Stated exercise: Copy out the entire passage on the RPAPL article 7-A lien word for word, with no changes of any kind.

Source extract:
————————
To the extent that the lien may be said to arise automatically — that is, by operation of RPAPL article 7-A — it is enforceable only against the owner who necessitated the expenditure by the 7-A administrator, who acts as an officer of the court. The reason for this limitation is constitutional. The impairment of the property right represented by the lien is ineffective against a party who has been afforded “no opportunity to be heard as to the reasonableness of the proceeding or the expenses” (Central Sav. Bank v City of New York, 279 NY 266, 275). To enforce the obligation, it is essential that the person or entity to be held responsible for the debt have notice of the proceedings and an opportunity to be heard in opposition to the expenditure (Matter of Department of Bldgs. [Philco Realty Co.], 14 NY2d 291, 299-300; Matter of City of New York v Chmielewski, 29 AD2d 862). It is readily apparent that extension of the “automatic lien” to a future owner, as proposed by the municipal defendants, would violate the due process rights of plaintiff, as guaranteed by article I, § 6 of the New York State Constitution (Central Sav. Bank v City of New York, supra, at 275; Matter of Coates, 9 NY2d 242, 249, appeal dismissed sub nom. Coates v Walters, 368 US 34). Therefore, while the statutory language may be amenable to the meaning *99ascribed by defendants, the Court is obliged to avoid a construction that renders it unconstitutional (People v Finkelstein, 9 NY2d 342, 344-345; Matter of Coates, supra, at 253).
————————
(Data listing)
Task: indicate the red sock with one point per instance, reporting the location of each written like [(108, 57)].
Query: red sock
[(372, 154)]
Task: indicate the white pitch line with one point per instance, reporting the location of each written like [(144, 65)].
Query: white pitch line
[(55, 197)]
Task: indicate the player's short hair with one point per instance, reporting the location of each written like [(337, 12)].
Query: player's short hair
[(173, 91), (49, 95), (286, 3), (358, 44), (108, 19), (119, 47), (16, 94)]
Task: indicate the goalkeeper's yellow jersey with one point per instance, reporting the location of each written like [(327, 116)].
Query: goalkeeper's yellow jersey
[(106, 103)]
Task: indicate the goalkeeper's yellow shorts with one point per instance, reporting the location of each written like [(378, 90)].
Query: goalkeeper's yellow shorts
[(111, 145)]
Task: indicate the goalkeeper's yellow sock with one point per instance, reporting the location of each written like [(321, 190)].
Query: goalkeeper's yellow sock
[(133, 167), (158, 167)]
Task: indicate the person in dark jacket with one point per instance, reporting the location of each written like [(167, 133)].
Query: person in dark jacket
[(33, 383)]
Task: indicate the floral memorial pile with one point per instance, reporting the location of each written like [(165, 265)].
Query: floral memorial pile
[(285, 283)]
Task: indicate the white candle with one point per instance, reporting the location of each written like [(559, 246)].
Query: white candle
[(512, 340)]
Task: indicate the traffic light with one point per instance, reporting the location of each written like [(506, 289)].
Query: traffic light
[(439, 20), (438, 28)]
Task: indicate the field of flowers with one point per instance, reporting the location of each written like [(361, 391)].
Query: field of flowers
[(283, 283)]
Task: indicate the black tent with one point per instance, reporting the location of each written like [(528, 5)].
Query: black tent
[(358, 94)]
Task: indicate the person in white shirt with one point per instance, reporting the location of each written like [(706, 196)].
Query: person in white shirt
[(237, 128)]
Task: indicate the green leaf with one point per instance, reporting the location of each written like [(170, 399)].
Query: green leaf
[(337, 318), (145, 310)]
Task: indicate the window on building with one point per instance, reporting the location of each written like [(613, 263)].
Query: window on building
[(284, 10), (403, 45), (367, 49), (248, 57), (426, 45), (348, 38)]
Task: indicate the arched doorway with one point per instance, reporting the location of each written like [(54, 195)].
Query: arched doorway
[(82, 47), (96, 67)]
————————
Solution to the problem:
To the extent that the lien may be said to arise automatically — that is, by operation of RPAPL article 7-A — it is enforceable only against the owner who necessitated the expenditure by the 7-A administrator, who acts as an officer of the court. The reason for this limitation is constitutional. The impairment of the property right represented by the lien is ineffective against a party who has been afforded “no opportunity to be heard as to the reasonableness of the proceeding or the expenses” (Central Sav. Bank v City of New York, 279 NY 266, 275). To enforce the obligation, it is essential that the person or entity to be held responsible for the debt have notice of the proceedings and an opportunity to be heard in opposition to the expenditure (Matter of Department of Bldgs. [Philco Realty Co.], 14 NY2d 291, 299-300; Matter of City of New York v Chmielewski, 29 AD2d 862). It is readily apparent that extension of the “automatic lien” to a future owner, as proposed by the municipal defendants, would violate the due process rights of plaintiff, as guaranteed by article I, § 6 of the New York State Constitution (Central Sav. Bank v City of New York, supra, at 275; Matter of Coates, 9 NY2d 242, 249, appeal dismissed sub nom. Coates v Walters, 368 US 34). Therefore, while the statutory language may be amenable to the meaning *99ascribed by defendants, the Court is obliged to avoid a construction that renders it unconstitutional (People v Finkelstein, 9 NY2d 342, 344-345; Matter of Coates, supra, at 253).